Figure 1 Elevation map showing location of landslides and rain gauges in Sicily considered in this study. The rainfall data set was built by joining data sets managed by different authorities and landslides from the FraneItalia inventory (Calvello and Pecoraro, 2018).

Up to now, a number of studies have used the potentiality of ANNs and of other machine learning techniques in landslide analysis. Many studies focused on susceptibility mapping and individual slope instability have exploited the potentialities of ANNs (Reichenbach et al., 2018). In other studies, the focus is on the prediction of individual deep-seated landslide displacements by machine learning algorithms using detailed in situ data (e.g. van Natijne et al., 2020). Based on this briefly outlined state of the art, it appears that ANN skills are mainly used to create susceptibility maps and/or in local early warning systems, while application for territorial landslide early warning (Piciullo et al., 2018) has not been investigated so far. In this communication, we present our preliminary investigations showing how ANNs can allow landslide early warning thresholds to be derived with higher performances than traditional rainfall intensity–duration power law thresholds.

[GIVEN TASK A]
List every source cited in the landslide passage, giving each one as it appears in parentheses.
The landslide passage and the records have no connection to each other.

A block of data
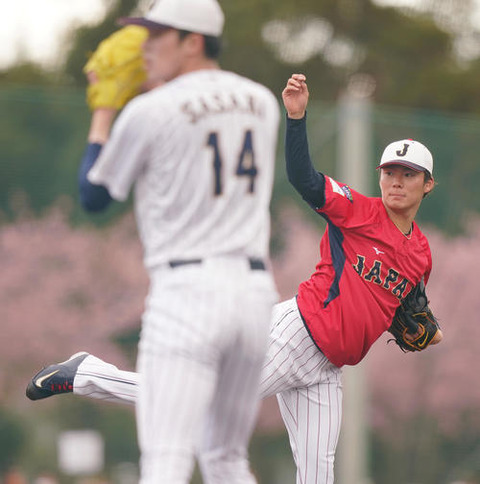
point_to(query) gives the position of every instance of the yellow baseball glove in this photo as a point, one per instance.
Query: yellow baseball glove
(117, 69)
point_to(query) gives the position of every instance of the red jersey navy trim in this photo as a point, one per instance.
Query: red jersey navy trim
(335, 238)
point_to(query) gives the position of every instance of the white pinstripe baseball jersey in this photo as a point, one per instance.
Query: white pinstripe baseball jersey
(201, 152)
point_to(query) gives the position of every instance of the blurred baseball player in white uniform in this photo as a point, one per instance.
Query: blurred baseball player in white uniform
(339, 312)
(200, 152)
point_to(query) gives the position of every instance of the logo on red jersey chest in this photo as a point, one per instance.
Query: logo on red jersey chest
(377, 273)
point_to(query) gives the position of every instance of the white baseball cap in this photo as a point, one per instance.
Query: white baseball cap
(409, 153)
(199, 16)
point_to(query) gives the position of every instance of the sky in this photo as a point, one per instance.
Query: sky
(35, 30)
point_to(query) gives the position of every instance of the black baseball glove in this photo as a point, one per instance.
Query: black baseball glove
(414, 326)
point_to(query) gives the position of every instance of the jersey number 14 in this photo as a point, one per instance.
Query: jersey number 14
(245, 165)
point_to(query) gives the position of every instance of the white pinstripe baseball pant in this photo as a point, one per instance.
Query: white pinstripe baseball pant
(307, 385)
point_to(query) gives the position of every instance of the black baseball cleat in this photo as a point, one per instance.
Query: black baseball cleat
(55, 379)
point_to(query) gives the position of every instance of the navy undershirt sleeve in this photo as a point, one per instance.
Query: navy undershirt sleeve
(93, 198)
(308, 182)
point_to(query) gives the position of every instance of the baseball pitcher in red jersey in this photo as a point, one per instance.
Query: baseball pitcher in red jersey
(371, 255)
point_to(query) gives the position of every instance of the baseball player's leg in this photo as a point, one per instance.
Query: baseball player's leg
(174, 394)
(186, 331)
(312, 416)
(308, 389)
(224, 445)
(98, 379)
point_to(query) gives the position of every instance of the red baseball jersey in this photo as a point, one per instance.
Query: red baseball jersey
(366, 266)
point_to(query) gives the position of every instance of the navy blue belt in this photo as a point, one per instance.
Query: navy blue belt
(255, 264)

...

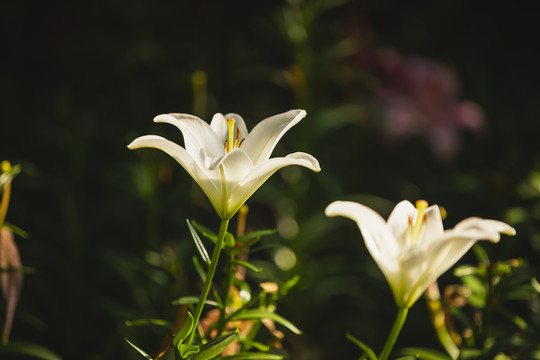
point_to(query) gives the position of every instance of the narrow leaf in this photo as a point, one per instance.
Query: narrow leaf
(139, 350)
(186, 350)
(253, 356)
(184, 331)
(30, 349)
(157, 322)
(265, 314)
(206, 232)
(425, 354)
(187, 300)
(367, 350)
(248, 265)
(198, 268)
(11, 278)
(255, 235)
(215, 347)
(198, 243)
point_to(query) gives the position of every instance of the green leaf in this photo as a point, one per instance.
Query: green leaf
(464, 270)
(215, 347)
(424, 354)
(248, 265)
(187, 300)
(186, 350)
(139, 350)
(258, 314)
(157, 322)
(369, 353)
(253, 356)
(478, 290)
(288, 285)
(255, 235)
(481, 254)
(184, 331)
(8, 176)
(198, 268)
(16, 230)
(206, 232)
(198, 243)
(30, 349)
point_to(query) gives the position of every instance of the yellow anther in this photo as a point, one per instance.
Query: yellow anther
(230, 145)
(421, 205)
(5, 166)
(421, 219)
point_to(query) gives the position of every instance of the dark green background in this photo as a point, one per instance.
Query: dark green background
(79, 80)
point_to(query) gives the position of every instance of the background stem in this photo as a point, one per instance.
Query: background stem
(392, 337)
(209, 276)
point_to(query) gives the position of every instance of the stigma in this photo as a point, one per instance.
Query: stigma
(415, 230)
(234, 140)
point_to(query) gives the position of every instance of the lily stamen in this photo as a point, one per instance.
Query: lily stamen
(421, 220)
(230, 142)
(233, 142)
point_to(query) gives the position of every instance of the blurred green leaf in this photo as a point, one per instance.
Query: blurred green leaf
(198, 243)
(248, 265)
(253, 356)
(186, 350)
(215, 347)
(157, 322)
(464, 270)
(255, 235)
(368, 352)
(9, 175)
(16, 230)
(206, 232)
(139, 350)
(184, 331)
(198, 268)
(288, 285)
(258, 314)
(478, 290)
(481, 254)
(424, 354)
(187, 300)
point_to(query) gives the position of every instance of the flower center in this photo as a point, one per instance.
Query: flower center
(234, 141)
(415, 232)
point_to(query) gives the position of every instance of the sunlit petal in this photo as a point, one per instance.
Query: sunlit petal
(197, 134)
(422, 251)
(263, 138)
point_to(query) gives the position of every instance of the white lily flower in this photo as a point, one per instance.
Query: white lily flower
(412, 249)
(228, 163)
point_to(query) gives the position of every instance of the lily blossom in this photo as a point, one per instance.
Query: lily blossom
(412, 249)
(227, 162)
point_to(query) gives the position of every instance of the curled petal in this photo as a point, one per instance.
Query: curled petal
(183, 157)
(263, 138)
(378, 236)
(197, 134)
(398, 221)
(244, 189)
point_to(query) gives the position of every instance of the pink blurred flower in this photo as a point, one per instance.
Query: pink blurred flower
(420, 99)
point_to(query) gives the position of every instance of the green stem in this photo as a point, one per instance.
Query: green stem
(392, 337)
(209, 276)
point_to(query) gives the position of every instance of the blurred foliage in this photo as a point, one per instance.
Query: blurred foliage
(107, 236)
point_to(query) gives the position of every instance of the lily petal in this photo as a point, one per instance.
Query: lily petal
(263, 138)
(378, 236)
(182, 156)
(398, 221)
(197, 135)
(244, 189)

[GIVEN TASK B]
Write out each line of the records that contains the string "stem", matching upper and lower case exactly.

[TASK RESPONSE A]
Calvello and Pecoraro, 2018
Reichenbach et al., 2018
van Natijne et al., 2020
Piciullo et al., 2018

[TASK RESPONSE B]
point_to(query) gives the position of every instance of the background stem in this photo as a point, one per instance.
Query: background stem
point_to(query) gives the position of every instance of the green stem in this photo as a point, one per instance.
Query: green stem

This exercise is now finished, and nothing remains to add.